> [Exercise aim]
Quote the listing below word for word, from the line containing "on tunnel in the photo above." through the end of the listing. Leave out the picture markers.

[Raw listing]
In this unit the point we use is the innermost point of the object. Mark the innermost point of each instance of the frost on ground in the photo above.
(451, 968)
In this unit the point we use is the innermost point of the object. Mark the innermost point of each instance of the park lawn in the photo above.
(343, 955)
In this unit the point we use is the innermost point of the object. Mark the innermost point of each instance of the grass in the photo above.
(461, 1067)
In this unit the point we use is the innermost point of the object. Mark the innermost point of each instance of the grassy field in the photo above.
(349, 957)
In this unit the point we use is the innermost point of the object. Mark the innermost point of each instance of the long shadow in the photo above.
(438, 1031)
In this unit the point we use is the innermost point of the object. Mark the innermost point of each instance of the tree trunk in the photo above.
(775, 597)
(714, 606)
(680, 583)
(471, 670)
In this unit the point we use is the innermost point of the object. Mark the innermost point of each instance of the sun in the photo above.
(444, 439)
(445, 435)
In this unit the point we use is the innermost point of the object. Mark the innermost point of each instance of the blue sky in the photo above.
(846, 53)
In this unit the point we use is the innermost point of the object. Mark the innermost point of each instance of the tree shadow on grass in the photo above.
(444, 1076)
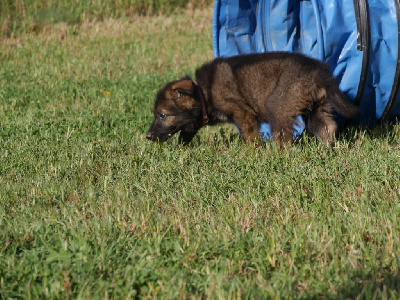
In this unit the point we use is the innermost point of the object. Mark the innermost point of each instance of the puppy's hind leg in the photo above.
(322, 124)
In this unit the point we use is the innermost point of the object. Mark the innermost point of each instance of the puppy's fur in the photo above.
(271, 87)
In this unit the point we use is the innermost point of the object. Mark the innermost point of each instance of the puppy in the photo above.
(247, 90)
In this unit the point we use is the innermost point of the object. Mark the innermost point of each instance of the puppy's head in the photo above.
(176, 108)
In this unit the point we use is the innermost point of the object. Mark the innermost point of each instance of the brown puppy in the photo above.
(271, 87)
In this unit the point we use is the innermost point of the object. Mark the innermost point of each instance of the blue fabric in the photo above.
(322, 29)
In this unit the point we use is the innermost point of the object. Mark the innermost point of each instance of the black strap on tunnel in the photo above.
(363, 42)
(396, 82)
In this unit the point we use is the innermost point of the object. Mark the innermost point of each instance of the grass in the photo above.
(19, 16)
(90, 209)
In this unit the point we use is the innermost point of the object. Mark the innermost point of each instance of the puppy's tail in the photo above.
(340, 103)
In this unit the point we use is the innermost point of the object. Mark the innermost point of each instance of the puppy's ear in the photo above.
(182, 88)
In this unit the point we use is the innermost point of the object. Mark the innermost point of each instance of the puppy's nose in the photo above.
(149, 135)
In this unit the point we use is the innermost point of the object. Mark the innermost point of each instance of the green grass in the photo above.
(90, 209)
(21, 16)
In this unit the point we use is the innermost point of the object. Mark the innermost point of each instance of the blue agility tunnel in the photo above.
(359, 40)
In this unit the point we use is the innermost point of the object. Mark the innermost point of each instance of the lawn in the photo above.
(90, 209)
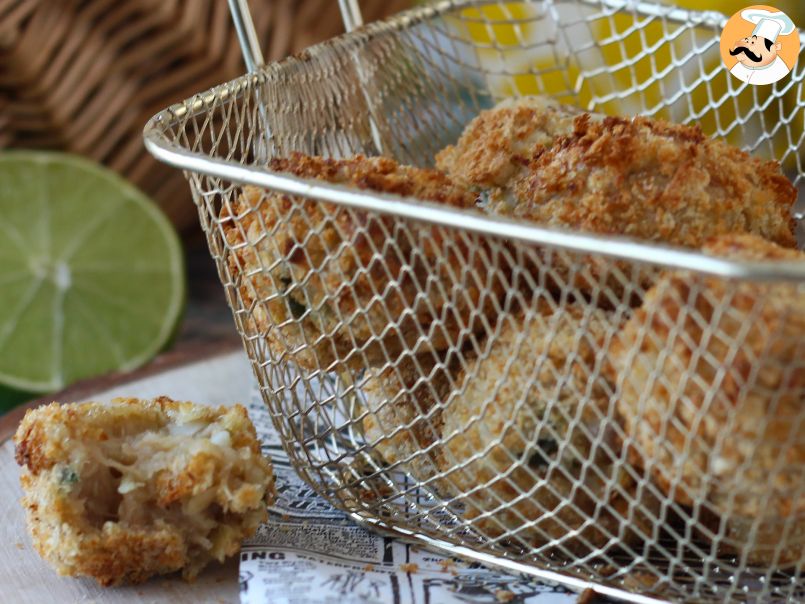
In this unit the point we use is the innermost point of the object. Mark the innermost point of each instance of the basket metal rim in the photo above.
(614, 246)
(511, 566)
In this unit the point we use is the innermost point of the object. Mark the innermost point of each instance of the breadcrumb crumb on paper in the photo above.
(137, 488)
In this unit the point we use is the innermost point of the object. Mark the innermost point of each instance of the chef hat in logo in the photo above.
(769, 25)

> [Expected answer]
In this unit the point we use is the innermost point of the object. Mark the innermost point of each instance of the black strap on tunnel in the photo above.
(363, 42)
(396, 82)
In this unit the point we use is the innermost point of the object. Mark the innermost point of each instance of the grass in the photo above.
(19, 16)
(90, 209)
In this unit the point we use is the innermost point of the object. Mark the innermost point of each instance of the puppy's tail in the photo above.
(340, 103)
In this unit the point we use is the innermost point of the object. Mark the innermost point of each instance of the puppy's ear in the photo above.
(182, 88)
In this unit the point we use is the innermost point of the object. Mark the innermost point of each instance of the puppy's nose in the photo above.
(149, 135)
In this unit the point we use is the innermost point of the object. Mark the innermost point of each instance of the green grass in the photo above.
(90, 209)
(21, 16)
In this unit the point we use is the innermost point of the object. Mark the innermost point of each instance of the blue agility tunnel in the photo above.
(359, 40)
In this unit the point we use is the innermost point of the object. Mark the innermost point of each instance of the lawn in the photo above.
(90, 209)
In this unit the point we use is the innermost point of the object. Mark the innermost point of each instance of the basket metal rim in the photo above.
(614, 246)
(511, 566)
In this unit the point we use is the innermost point of the object. Mark the innermost point of each instance of the breadcrumb crumb on paper in the photo above.
(137, 488)
In this unit the point we use is the innermost point of the object. Mark the innermost point of each instance of the chef hat in logo in the photo above.
(769, 25)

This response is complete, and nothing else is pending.